▶ **Problem**: Extract every line in the rows below that contains the word "screen", treating case as significant.

[Dataset items]
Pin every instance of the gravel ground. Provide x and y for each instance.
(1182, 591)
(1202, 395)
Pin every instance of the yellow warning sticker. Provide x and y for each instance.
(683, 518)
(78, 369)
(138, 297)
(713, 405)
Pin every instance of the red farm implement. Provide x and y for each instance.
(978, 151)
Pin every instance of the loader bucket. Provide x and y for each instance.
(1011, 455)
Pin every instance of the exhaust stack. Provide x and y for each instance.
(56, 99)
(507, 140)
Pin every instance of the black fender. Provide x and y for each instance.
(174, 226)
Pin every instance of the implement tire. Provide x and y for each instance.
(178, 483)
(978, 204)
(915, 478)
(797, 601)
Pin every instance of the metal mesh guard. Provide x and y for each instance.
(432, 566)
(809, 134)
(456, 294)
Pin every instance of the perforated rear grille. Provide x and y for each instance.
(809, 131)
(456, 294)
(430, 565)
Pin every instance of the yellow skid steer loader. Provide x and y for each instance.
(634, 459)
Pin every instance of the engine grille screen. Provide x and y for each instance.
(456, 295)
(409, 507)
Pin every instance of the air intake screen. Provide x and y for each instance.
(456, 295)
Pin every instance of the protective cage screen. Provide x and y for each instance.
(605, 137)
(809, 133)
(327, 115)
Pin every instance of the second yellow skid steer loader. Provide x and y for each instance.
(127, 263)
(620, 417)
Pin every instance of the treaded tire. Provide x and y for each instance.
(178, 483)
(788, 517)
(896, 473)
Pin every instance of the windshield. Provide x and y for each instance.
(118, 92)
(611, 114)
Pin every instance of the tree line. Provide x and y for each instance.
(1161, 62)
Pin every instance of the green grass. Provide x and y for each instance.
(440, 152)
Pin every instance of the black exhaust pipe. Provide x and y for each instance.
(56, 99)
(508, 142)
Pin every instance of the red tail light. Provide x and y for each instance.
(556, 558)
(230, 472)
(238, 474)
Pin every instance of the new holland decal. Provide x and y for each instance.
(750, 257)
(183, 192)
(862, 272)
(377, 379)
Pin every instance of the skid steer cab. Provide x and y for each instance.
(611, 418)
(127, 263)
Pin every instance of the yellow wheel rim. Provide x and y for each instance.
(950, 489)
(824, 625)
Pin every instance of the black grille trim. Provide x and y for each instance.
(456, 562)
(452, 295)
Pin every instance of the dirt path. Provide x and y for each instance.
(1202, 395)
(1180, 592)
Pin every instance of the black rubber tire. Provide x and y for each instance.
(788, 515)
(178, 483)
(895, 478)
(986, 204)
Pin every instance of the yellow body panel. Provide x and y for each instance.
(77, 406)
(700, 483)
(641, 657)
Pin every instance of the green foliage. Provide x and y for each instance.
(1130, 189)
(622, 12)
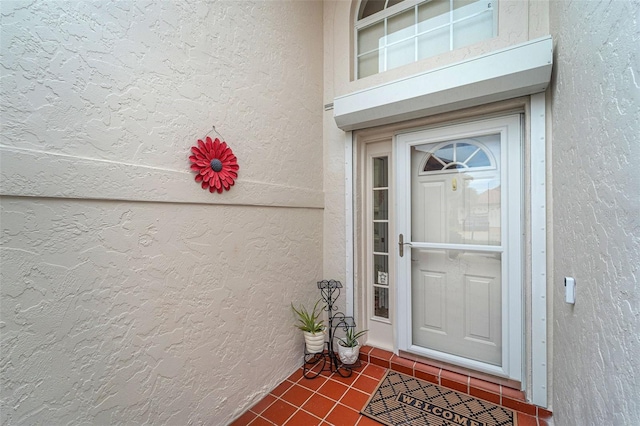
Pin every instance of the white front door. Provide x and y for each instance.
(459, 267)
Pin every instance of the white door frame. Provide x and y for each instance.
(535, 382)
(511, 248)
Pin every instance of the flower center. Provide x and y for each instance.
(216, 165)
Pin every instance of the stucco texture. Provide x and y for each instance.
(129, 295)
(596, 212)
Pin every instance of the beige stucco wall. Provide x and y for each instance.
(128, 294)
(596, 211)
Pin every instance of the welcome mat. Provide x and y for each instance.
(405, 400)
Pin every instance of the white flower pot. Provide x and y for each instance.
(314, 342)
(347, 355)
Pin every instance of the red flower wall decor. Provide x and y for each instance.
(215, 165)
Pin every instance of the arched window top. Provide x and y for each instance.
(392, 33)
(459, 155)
--
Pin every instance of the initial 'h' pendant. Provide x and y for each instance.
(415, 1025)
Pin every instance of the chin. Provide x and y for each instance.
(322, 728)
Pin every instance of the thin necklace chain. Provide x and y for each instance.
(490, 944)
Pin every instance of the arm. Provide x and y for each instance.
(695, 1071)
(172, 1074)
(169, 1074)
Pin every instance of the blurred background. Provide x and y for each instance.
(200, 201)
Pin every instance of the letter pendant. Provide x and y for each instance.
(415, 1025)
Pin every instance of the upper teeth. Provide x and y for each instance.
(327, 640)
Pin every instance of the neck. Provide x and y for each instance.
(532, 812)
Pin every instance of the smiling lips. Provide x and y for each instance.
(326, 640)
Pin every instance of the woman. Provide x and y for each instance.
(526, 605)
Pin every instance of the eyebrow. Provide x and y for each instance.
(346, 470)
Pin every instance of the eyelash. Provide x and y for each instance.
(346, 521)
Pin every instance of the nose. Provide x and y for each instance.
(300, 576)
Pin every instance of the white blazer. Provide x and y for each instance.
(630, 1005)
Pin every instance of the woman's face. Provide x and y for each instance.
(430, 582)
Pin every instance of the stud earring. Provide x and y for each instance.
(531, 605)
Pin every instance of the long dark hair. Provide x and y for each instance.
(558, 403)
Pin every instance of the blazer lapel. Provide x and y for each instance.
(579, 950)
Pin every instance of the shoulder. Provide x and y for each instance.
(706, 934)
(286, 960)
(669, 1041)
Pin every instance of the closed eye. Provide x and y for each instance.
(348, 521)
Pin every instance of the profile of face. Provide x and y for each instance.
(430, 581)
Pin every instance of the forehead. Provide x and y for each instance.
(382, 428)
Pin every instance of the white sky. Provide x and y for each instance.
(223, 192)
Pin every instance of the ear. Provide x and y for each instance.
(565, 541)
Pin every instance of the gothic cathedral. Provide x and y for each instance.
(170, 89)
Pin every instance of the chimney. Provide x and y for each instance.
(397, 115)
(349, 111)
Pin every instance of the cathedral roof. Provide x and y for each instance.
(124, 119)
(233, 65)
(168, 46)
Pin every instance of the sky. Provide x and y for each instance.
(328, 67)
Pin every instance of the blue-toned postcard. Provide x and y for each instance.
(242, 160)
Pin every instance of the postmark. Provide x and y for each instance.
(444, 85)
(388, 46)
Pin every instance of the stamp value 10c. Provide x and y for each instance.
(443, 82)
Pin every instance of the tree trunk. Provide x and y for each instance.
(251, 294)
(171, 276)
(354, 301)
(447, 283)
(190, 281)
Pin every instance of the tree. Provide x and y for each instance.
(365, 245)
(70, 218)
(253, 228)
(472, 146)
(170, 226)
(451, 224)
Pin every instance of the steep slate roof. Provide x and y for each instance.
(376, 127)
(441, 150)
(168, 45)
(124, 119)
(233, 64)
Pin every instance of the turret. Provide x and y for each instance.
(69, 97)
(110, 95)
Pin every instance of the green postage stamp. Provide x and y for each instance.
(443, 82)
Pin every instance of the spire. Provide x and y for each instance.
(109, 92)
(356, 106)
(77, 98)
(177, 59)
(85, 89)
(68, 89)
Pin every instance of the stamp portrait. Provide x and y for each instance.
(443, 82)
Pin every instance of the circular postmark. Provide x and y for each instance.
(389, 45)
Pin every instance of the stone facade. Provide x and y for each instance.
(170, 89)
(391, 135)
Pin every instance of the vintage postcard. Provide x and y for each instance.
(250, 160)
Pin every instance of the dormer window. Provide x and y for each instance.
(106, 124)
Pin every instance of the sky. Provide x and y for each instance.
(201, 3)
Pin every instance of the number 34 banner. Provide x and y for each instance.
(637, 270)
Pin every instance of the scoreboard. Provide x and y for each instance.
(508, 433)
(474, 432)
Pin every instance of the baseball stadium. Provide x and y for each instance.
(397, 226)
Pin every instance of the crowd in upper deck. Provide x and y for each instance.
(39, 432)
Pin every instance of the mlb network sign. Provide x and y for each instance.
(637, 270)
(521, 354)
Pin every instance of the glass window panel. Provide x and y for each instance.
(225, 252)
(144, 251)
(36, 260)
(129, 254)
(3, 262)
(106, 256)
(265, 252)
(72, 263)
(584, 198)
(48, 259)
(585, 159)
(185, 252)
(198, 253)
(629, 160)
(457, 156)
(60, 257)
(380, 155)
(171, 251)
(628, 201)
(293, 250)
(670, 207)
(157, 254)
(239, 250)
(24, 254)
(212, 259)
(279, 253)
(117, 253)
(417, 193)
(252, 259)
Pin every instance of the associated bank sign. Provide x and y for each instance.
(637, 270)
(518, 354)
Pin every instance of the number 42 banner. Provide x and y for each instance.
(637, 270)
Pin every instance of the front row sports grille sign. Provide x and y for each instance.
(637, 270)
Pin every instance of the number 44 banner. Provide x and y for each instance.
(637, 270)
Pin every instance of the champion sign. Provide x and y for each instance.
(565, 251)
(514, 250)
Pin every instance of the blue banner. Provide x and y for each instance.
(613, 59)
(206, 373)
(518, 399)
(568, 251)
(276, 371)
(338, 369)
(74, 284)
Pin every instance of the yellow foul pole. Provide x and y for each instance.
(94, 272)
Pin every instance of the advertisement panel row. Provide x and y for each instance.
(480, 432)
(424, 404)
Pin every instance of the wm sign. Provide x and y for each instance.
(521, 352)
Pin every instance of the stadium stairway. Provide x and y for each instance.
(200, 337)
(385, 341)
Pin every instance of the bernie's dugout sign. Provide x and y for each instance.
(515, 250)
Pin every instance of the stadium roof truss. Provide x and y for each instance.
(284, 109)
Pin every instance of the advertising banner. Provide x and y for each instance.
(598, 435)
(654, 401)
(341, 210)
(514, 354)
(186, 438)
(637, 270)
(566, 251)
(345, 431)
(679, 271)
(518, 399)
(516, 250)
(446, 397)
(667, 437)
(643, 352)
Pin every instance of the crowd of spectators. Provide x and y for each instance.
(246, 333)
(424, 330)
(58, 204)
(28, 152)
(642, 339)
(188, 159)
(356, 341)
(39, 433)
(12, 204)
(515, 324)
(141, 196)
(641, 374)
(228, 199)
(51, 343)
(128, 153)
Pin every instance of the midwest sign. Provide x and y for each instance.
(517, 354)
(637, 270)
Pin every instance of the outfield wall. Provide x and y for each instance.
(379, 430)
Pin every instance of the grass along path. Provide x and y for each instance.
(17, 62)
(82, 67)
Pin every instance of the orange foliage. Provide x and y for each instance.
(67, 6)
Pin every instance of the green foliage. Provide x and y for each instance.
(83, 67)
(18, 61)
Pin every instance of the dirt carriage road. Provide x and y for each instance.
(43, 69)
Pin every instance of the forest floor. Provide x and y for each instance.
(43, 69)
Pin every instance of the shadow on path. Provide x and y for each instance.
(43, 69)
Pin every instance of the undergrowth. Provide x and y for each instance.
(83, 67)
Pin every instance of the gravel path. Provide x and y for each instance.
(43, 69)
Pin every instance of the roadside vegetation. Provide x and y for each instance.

▶ **Result of this exercise**:
Pin every instance of the engine grille screen. Provide x and y for each instance.
Pin every instance of the air intake screen. Provide x and y for each instance.
Pin every instance of the protective cage screen. Provide x and y for each instance.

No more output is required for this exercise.